--- START OF Material provided ---

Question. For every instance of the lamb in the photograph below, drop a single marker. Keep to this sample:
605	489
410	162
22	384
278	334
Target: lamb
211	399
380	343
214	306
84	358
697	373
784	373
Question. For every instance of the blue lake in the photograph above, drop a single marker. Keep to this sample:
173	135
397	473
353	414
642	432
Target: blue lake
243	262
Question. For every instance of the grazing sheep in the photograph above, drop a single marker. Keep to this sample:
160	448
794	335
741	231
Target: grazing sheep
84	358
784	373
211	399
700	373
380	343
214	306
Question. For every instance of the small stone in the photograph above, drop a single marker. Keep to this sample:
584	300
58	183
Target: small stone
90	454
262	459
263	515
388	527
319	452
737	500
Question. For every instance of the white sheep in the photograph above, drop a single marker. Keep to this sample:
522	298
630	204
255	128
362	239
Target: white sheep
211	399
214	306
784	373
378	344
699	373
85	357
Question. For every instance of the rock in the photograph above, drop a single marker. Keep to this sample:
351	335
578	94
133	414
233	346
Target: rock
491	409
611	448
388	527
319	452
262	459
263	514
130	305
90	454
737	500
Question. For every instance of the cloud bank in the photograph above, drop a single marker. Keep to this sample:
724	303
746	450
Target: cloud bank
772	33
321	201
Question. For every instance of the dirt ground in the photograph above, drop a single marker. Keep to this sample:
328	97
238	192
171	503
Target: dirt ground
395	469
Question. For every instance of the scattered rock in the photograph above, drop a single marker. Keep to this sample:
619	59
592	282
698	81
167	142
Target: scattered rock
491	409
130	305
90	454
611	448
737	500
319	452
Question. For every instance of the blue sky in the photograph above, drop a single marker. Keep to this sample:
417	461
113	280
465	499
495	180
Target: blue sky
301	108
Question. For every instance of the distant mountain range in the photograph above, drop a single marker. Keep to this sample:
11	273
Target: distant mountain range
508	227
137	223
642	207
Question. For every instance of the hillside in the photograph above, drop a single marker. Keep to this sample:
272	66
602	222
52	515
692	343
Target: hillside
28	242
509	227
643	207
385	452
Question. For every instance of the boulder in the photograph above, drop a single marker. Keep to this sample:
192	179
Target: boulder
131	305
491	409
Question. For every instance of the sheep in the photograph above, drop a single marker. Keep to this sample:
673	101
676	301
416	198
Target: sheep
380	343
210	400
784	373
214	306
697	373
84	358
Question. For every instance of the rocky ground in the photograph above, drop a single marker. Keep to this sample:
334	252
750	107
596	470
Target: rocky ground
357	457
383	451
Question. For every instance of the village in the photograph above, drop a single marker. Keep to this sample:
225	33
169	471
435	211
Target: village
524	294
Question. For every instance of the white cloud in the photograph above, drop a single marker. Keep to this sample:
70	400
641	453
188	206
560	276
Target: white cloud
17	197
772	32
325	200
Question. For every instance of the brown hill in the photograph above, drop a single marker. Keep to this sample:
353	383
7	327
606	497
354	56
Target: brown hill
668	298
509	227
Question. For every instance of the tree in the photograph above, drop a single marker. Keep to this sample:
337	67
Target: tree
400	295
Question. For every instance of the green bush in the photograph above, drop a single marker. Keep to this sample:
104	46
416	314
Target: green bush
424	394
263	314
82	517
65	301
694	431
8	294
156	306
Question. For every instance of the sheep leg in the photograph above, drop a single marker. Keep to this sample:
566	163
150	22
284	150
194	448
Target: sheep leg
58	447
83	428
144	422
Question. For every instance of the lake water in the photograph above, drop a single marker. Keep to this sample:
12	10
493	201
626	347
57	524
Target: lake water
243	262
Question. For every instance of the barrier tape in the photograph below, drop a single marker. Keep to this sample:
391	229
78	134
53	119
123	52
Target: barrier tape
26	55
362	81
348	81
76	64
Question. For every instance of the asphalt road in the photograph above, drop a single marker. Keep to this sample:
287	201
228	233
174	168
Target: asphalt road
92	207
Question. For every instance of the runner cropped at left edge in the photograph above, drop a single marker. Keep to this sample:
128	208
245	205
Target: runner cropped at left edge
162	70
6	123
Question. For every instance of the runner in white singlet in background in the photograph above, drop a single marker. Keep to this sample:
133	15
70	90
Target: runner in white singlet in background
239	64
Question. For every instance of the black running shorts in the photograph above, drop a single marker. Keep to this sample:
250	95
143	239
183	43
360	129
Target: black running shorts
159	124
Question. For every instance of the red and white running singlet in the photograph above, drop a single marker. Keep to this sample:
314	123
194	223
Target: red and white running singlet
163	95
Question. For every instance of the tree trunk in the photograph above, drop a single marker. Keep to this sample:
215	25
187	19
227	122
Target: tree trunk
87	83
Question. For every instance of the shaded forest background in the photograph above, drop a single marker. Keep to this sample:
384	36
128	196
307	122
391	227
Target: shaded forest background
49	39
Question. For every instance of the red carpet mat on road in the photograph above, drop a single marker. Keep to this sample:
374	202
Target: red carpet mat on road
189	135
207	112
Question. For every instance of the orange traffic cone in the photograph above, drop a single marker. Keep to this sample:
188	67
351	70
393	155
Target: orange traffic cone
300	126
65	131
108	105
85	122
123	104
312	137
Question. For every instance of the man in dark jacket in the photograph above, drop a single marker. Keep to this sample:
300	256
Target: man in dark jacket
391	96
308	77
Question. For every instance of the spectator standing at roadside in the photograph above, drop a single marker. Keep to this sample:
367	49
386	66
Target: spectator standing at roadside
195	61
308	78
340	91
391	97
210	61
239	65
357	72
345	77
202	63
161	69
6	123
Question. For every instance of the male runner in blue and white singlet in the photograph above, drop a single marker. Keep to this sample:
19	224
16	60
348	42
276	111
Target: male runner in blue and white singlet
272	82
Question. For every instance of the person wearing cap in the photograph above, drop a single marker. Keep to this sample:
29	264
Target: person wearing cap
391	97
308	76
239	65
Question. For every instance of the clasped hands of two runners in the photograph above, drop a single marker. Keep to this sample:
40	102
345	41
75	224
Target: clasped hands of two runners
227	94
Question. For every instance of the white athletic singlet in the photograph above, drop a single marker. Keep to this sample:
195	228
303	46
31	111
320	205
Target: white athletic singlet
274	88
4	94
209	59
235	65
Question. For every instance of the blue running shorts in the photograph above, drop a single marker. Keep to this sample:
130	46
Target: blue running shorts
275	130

--- END OF Material provided ---

> [Task description]: Print only the lines from the one with "Question. For every instance of the male" to the end of the records, both included.

> [Solution for this task]:
Question. For every instance of the male runner in blue and white singlet in the photograph above, drop a single marker. Keep to this sample:
19	224
16	60
348	42
276	111
Target: male runner in blue and white singlet
272	82
Question. For every instance of the person wearing cap in the photograph above, drop a single marker. Keep to this sample:
29	264
Target: person wearing cap
391	97
308	76
239	65
Question. For every instance of the clasped hands of two runners in the photograph above, drop a single marker. Keep to this sample:
40	102
345	41
75	224
Target: clasped hands of two runners
227	94
Question. For every instance of the white athletic singlet in the photograph above, drop a single marker. Keep to this sample:
195	228
303	46
31	111
320	205
Target: white athletic singlet
274	88
4	94
209	59
235	65
Question. For every instance of the blue running shorts in the photograph above, drop a single marker. Keep to this sample:
130	46
Target: blue running shorts
275	130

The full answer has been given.